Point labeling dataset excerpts

begin

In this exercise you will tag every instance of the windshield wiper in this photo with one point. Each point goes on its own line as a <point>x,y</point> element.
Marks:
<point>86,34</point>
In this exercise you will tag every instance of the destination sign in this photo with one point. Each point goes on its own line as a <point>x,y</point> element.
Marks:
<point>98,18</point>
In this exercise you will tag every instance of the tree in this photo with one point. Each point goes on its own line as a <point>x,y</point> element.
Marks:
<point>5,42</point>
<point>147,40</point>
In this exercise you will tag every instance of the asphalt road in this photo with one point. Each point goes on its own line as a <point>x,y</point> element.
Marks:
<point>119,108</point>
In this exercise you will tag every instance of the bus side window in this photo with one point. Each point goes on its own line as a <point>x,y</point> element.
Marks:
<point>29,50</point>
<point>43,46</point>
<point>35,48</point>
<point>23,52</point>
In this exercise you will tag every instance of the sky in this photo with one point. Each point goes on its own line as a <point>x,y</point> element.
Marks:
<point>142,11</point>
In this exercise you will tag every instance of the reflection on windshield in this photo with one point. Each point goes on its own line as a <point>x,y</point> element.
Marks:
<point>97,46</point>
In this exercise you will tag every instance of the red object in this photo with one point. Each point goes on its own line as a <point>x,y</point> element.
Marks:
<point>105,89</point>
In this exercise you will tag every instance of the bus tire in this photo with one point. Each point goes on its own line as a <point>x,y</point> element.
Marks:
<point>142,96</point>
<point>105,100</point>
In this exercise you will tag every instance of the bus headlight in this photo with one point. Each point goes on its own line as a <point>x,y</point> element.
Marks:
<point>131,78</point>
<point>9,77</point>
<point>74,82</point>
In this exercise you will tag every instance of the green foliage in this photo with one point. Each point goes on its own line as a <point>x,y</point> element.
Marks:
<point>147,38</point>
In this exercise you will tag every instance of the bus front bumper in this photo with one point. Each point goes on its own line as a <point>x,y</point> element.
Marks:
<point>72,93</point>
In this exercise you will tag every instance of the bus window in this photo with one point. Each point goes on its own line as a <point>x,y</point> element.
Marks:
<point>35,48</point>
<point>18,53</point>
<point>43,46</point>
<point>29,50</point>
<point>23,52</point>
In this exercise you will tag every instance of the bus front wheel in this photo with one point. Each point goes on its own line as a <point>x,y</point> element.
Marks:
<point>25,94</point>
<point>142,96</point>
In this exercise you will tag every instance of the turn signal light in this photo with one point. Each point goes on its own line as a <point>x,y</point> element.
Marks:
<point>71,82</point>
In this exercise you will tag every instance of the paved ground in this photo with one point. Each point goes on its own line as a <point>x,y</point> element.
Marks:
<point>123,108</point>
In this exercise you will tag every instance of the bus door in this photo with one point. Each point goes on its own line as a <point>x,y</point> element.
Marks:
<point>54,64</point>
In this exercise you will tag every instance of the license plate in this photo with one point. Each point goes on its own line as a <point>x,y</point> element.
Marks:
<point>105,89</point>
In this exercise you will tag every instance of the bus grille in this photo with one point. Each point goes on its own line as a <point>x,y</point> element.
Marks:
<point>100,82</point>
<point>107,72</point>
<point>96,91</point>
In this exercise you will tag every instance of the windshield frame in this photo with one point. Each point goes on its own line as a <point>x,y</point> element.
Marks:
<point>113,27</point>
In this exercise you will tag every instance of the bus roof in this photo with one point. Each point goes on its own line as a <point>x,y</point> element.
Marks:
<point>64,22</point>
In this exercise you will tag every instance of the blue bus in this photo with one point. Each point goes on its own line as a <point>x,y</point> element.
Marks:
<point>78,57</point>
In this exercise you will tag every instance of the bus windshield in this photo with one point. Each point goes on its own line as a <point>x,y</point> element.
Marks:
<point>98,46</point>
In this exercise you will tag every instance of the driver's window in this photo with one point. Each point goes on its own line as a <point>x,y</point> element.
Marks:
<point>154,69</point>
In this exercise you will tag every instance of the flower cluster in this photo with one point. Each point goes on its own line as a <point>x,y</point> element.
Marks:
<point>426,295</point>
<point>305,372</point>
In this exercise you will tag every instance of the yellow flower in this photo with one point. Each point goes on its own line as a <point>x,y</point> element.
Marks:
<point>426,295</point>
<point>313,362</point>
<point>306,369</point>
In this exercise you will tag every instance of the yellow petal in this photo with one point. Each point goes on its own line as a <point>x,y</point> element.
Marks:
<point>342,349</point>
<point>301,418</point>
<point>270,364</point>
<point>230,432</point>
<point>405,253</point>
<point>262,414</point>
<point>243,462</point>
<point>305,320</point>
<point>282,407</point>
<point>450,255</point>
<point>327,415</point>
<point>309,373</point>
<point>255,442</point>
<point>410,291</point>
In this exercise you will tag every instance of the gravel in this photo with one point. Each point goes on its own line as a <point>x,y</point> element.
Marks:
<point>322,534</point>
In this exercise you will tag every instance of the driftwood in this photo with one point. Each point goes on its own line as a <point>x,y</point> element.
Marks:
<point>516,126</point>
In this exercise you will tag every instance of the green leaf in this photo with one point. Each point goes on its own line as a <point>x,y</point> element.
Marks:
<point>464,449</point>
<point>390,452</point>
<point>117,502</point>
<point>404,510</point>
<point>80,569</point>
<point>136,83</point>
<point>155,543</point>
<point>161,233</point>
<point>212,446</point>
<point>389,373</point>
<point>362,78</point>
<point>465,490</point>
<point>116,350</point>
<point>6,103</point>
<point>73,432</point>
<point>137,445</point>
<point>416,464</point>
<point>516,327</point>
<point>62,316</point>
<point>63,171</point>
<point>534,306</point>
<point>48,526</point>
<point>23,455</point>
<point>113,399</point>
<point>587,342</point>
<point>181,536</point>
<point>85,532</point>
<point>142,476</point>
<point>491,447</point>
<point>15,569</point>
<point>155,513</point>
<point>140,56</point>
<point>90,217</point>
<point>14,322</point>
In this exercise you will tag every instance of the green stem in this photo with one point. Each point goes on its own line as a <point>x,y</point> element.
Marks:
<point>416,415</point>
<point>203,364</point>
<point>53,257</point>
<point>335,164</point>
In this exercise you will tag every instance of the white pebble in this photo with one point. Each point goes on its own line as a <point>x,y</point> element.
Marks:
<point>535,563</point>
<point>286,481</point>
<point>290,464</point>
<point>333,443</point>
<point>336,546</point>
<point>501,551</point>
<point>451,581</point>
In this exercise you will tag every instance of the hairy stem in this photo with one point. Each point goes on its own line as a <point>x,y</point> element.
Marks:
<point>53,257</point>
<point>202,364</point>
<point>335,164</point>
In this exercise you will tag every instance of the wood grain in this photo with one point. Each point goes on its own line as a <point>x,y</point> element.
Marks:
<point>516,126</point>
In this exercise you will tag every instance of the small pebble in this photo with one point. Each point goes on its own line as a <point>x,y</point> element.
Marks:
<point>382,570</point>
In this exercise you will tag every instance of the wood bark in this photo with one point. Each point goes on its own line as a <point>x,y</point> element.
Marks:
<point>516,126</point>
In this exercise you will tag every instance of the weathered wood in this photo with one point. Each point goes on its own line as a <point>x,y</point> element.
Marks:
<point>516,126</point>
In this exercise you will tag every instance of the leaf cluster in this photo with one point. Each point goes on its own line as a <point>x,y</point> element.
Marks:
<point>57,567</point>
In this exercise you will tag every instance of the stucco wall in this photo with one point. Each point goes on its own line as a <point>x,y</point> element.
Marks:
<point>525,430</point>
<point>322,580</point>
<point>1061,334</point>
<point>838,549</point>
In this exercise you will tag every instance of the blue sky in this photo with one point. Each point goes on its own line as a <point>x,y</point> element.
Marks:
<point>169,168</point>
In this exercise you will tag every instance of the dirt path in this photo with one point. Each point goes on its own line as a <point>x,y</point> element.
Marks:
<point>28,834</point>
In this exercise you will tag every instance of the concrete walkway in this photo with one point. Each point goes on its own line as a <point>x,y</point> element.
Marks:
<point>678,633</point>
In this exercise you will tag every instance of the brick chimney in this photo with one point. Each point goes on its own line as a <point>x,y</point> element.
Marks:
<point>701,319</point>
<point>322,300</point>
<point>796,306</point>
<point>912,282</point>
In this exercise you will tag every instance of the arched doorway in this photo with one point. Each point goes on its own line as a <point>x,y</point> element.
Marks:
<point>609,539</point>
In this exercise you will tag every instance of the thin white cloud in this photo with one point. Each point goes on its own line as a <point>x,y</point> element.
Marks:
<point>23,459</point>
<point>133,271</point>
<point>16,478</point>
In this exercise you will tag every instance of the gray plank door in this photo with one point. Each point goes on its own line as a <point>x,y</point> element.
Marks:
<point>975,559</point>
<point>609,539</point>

end

Copy out the items above word for word, from the line with "the bus side" to the line with "<point>142,11</point>", including both of those lines.

In this exercise you will tag every instance of the bus side window in this photo with one point. Each point goes on its own line as a <point>x,y</point> element.
Marks:
<point>29,50</point>
<point>43,46</point>
<point>35,48</point>
<point>23,52</point>
In this exercise you will tag every instance of the sky in this photo with one point. Each point goes on its own line as a <point>x,y</point> element.
Marks:
<point>142,11</point>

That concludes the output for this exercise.